- [EXERCISE AIM]: How many lines of the listing below contain the string "shrub", matching case exactly? Reply with the number alone.

- [ITEMS]:
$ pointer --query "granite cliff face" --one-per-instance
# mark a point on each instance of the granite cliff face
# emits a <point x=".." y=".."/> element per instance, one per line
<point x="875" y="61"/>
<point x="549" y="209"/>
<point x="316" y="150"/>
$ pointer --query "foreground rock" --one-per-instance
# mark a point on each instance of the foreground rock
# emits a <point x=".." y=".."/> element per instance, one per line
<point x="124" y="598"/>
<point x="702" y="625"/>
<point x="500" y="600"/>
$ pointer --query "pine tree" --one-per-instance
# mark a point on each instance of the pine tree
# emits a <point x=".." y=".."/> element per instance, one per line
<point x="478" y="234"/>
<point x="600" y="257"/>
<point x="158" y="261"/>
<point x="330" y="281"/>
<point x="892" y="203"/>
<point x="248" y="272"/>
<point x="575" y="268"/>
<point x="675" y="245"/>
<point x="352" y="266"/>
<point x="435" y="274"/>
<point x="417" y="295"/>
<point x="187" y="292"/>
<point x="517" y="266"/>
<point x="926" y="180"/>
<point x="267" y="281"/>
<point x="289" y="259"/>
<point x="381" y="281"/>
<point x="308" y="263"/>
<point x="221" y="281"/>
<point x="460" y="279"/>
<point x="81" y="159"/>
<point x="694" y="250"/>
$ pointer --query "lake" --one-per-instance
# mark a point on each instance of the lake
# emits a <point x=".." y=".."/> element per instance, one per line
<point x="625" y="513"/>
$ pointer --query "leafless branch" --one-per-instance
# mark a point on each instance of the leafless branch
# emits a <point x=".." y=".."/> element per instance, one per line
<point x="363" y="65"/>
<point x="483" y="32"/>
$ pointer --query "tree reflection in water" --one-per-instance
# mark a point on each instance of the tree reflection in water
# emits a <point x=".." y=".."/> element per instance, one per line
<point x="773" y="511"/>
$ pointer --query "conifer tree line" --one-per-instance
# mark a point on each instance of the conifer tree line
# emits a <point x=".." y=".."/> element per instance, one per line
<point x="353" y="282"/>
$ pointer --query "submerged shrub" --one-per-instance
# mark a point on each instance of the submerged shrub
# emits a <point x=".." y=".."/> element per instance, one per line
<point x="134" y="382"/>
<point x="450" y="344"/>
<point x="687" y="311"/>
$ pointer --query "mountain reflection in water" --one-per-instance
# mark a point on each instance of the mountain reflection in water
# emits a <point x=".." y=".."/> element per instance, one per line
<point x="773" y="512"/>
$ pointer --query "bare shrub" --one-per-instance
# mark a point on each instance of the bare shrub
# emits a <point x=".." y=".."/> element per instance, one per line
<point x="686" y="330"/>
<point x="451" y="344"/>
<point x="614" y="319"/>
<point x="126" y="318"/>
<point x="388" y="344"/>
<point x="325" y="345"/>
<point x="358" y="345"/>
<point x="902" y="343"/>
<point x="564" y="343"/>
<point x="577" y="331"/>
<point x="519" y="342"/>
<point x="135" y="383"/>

---

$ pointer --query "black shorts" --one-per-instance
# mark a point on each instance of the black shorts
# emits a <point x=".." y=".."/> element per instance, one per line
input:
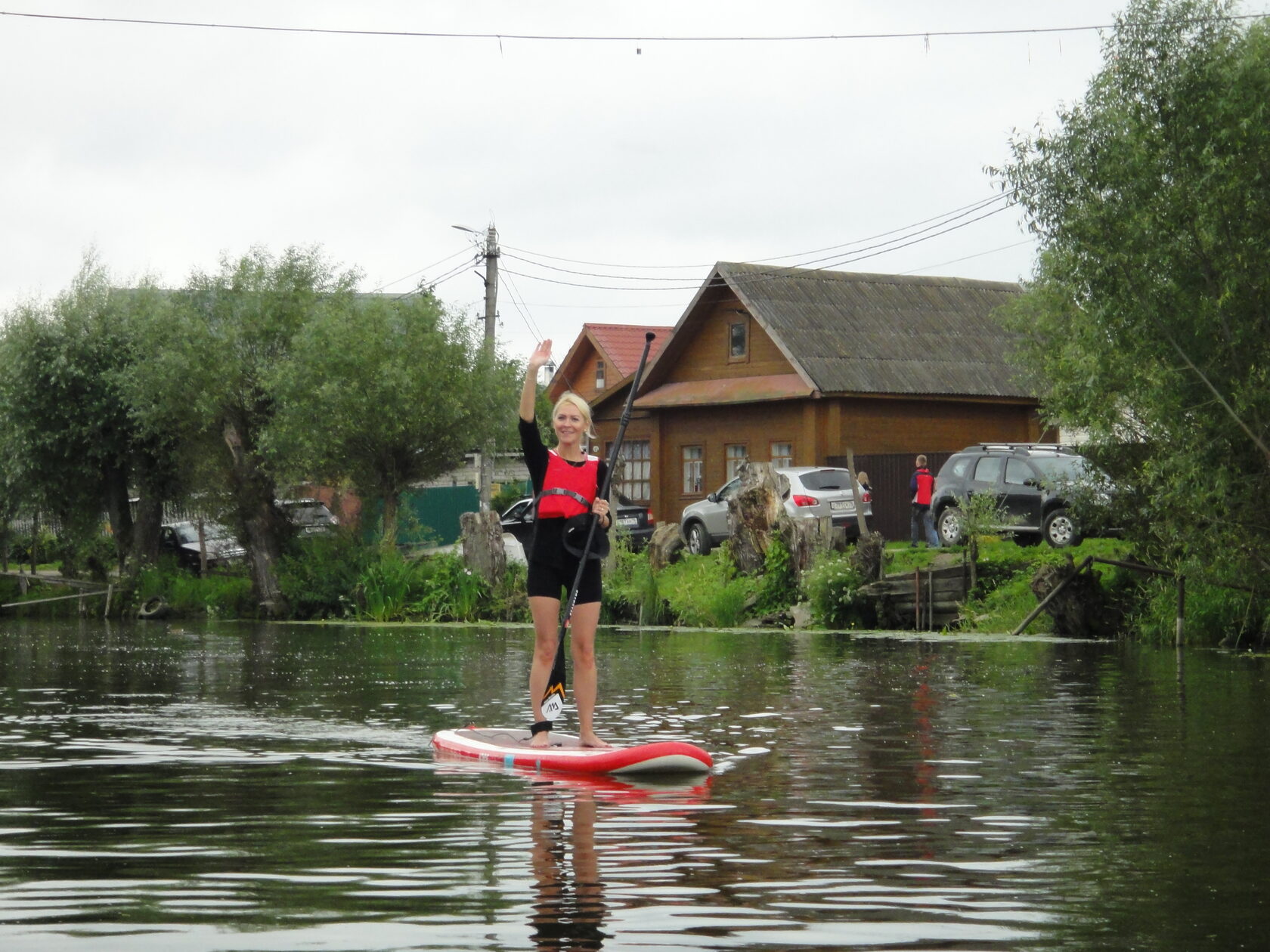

- [ANSWER TO THE PROBLEM]: 4